07. Aug 2020
Gerinnungsfaktoren sind die Proteinbestandteile des Blutes, die der Blutgerinnung dienen. Es gibt verschiedene Gerinnungsfaktoren, die unterschiedliche Funktionen haben. Benannt werden sie mit römischen Ziffern (Faktor I bis Faktor XIII) und alternativen medizinischen Bezeichnungen. Bis auf den Faktor IV handelt es sich bei allen Gerinnungsfaktoren um Eiweiße (Proteine).
Jeder Gerinnungsfaktor hat seine eigene Aufgabe im Rahmen der Blutgerinnung (auch Hämostase genannt). Durch ein perfektes Zusammenspiel der Gerinnungsfaktoren können Blutungen schnell und dauerhaft gestillt werden. Am Ende verbinden sich das Fibrin (Gerinnungsfaktor Ia, der wie ein „Klebstoff“ wirkt) und die Blutplättchen (Thrombozyten) zu einem stabilen Wundverschluss.
Die Gerinnungsfaktoren sind in unserem Blut normalerweise in einem inaktiven Zustand. Sie werden erst dann aktiviert, wenn wir sie benötigen. Wäre dies nicht der Fall (wären die Gerinnungsfaktoren dauerhaft aktiviert), käme es zu unerwünschten Gerinnselbildungen.
Durch eine Blutung wird im Normalfall der Gerinnungsprozess ausgelöst. Diese kann beispielsweise durch eine äußere Verletzung wie eine Schnittwunde oder durch eine innere Verletzung an Organen (z.B. bei einem Unfall) auftreten.
Die Blutgerinnung läuft in einem komplexen System ab, das man auch als Gerinnungskaskade bezeichnet. Die Aktivierung der Gerinnungsfaktoren erfolgt in einer Kettenreaktion.
Tritt eine Blutung auf, werden im Organismus zwei Systeme gestartet, um diese schnell und dauerhaft zu stoppen. Diese Systeme werden als primäre und sekundäre Hämostase bezeichnet.
Für die primäre Hämostase (auch Blutstillungsphase genannt) sind vor allem der Von-Willebrand-Faktor (VWF) und die Blutplättchen (Thrombozyten) wichtig. Ausgelöst durch die Blutung wird zusätzlich zum im Blut befindlichen VWF weiterer aus den Zellen der Gefäßwand freigesetzt. Der Von-Willebrand-Faktor haftet an verletzte Stellen an. Da er auch Blutplättchen binden kann, sorgt er dafür, dass die Blutplättchen aus dem Blutstrom zur Verletzung finden. Haften die ersten Blutplättchen an, können weitere Blutplättchen andocken, es entsteht schnell ein erster Pfropf, der die Wunde verschließt.

--- Gegebene Daten ---
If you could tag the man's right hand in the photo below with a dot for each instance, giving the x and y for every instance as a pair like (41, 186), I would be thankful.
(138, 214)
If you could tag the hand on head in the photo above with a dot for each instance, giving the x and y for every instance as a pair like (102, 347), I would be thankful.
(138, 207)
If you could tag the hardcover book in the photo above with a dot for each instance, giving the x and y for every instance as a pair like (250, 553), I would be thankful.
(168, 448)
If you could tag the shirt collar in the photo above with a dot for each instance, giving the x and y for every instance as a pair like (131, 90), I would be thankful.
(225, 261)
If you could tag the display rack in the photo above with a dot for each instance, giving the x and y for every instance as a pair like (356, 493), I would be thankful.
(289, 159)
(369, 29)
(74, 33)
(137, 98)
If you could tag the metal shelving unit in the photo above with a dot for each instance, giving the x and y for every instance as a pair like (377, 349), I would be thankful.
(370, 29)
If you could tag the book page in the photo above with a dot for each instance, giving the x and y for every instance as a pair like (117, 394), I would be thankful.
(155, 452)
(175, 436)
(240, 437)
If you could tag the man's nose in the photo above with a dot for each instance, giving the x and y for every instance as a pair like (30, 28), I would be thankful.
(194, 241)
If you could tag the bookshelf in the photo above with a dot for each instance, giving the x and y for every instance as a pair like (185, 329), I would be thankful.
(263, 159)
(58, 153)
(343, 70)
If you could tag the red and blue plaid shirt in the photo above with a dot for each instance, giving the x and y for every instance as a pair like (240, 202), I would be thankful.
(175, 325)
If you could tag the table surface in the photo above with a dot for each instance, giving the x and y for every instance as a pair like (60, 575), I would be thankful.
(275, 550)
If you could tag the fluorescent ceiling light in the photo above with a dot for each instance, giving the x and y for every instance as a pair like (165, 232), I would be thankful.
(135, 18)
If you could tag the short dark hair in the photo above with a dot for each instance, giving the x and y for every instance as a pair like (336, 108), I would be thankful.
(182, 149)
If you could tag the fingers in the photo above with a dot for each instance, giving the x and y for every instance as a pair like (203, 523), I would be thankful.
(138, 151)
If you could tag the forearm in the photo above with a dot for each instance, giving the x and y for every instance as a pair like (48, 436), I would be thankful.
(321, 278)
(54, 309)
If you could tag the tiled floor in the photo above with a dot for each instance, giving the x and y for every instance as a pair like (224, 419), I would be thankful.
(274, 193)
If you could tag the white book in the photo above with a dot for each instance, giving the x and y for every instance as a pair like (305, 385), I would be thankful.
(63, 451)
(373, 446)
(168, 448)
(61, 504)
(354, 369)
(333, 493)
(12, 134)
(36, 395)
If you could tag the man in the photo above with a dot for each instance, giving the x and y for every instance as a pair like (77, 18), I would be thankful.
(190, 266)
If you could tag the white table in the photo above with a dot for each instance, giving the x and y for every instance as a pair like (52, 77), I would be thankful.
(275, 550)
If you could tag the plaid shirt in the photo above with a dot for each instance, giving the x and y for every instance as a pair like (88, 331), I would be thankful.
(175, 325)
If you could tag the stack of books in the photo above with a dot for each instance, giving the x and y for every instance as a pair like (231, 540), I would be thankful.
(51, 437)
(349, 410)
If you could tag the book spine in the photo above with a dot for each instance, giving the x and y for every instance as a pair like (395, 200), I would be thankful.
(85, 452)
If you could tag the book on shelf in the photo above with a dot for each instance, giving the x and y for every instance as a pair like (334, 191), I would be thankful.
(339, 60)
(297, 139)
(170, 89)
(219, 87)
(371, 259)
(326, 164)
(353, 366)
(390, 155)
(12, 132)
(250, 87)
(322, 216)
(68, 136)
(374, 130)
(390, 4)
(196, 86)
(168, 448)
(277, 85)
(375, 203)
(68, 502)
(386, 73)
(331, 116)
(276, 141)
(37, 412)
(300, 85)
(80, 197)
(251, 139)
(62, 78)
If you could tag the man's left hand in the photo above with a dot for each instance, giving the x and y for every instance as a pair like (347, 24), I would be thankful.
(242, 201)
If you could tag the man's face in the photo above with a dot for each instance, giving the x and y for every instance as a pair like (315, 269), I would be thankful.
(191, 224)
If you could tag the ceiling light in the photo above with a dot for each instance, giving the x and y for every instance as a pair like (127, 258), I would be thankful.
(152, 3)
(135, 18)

--- Aufgabe ---
Welche beiden Bestandteile sind laut dem Textauszug zur Blutgerinnung für die primäre Hämostase vor allem wichtig? Die Daten werden hier nicht gebraucht.

--- Schriftliche Antwort ---
Der Von-Willebrand-Faktor (VWF) und die Blutplättchen (Thrombozyten).